What is expected:
Return the records below from the line containing "of the pink-tinged" onward, exactly, through and including the last line.

-=-=-

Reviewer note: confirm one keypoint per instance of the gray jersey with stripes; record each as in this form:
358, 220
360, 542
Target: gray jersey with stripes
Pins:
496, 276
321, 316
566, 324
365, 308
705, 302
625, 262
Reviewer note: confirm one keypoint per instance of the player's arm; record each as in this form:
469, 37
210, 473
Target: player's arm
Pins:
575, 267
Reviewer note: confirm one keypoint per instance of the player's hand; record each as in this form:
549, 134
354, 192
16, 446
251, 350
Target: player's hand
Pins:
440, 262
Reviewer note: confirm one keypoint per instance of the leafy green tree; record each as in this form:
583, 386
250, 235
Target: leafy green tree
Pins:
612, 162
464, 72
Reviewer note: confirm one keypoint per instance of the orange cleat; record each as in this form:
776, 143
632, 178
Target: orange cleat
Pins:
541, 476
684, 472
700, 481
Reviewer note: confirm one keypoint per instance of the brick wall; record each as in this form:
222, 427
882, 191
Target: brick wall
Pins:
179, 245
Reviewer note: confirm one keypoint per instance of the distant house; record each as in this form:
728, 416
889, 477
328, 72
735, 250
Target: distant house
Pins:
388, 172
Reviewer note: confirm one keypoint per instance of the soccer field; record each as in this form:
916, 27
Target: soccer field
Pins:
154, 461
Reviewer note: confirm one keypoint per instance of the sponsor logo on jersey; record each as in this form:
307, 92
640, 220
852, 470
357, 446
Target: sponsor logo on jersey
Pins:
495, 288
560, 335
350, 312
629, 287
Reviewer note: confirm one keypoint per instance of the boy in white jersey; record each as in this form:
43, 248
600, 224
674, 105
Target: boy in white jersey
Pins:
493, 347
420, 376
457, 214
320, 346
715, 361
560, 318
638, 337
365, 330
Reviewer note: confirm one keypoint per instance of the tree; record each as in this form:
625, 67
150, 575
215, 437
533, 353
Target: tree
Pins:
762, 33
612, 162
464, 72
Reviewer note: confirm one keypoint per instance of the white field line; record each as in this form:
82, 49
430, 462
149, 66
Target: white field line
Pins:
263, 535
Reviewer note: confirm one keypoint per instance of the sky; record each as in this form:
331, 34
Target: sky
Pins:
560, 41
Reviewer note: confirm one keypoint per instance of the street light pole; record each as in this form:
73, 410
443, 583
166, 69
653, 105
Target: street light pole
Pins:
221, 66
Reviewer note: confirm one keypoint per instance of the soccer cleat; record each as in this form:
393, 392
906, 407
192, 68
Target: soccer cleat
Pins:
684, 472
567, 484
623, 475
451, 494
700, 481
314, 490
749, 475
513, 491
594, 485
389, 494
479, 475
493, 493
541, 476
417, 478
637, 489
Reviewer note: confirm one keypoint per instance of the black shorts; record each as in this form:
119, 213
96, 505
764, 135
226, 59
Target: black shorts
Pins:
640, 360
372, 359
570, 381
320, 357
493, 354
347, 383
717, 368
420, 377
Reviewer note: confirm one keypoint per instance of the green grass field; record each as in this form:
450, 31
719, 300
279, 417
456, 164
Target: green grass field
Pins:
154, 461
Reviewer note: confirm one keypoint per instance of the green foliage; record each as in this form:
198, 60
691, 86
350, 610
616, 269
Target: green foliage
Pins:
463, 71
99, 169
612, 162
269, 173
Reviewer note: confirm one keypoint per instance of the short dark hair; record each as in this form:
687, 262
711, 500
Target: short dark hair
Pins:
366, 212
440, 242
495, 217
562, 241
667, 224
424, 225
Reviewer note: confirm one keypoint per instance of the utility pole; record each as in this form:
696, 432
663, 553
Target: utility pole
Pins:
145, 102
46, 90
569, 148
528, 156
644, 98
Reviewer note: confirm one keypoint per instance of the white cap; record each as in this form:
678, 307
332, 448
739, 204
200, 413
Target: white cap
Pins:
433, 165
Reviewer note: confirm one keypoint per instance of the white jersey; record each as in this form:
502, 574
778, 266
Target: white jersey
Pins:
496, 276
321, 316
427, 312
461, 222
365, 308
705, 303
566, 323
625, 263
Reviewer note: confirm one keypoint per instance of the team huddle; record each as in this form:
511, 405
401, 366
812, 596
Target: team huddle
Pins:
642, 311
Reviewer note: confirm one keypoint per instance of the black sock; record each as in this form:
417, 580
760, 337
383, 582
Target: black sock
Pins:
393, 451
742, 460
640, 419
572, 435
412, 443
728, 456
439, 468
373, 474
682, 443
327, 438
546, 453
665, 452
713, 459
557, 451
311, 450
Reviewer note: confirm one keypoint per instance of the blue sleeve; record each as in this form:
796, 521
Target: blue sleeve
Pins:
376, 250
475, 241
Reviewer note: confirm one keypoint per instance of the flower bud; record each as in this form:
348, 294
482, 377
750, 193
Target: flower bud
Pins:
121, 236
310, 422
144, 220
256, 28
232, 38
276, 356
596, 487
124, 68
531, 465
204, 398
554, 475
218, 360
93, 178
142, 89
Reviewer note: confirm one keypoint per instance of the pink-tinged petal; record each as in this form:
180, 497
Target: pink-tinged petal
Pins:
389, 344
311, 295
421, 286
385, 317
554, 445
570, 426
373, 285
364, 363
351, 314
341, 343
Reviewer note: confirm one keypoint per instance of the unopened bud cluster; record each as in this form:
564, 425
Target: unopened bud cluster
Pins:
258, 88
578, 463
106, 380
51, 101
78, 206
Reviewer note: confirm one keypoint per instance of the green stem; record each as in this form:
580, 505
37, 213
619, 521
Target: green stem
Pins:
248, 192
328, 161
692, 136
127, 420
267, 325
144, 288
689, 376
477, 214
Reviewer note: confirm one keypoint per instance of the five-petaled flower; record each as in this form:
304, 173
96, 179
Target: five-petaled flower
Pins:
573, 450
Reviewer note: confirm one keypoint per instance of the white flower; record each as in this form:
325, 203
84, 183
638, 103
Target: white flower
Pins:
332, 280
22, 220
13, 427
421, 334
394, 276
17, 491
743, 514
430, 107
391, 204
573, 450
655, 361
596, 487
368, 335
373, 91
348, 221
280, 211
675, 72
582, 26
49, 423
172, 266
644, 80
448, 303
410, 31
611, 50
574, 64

-=-=-

Result of this task:
Reviewer note: confirm one keypoint per instance of the pink-tinged petal; record each as in this form:
180, 497
Target: pink-tinged petal
Pins:
389, 344
311, 295
421, 286
385, 317
554, 445
570, 426
373, 285
364, 363
351, 314
341, 343
Reviewer note: confirm one keypoint per instance of the unopened bud cluster; record each as in this form:
564, 425
Target: unopened bud cluster
Pins:
258, 88
578, 463
106, 380
51, 101
78, 206
Reviewer note: confirm one keypoint per instance of the green stem; record each as in this form:
580, 505
37, 213
619, 521
Target: green stem
Pins:
248, 192
328, 161
692, 136
127, 420
267, 325
144, 288
689, 376
477, 214
Reviewer note: confirm one keypoint per instance of the five-petaled flower; record each as in this form:
304, 173
96, 179
Target: five-petaled flower
Pins:
573, 450
Reviewer note: confirm one keypoint per instance of the white flower; record each as in this form:
325, 203
84, 183
638, 103
Target: white flower
Pins:
332, 280
22, 220
13, 427
421, 334
394, 276
17, 491
743, 514
430, 107
391, 204
573, 450
655, 361
596, 487
368, 335
373, 91
348, 221
280, 211
675, 72
582, 26
49, 423
172, 266
644, 80
448, 303
410, 31
611, 50
574, 64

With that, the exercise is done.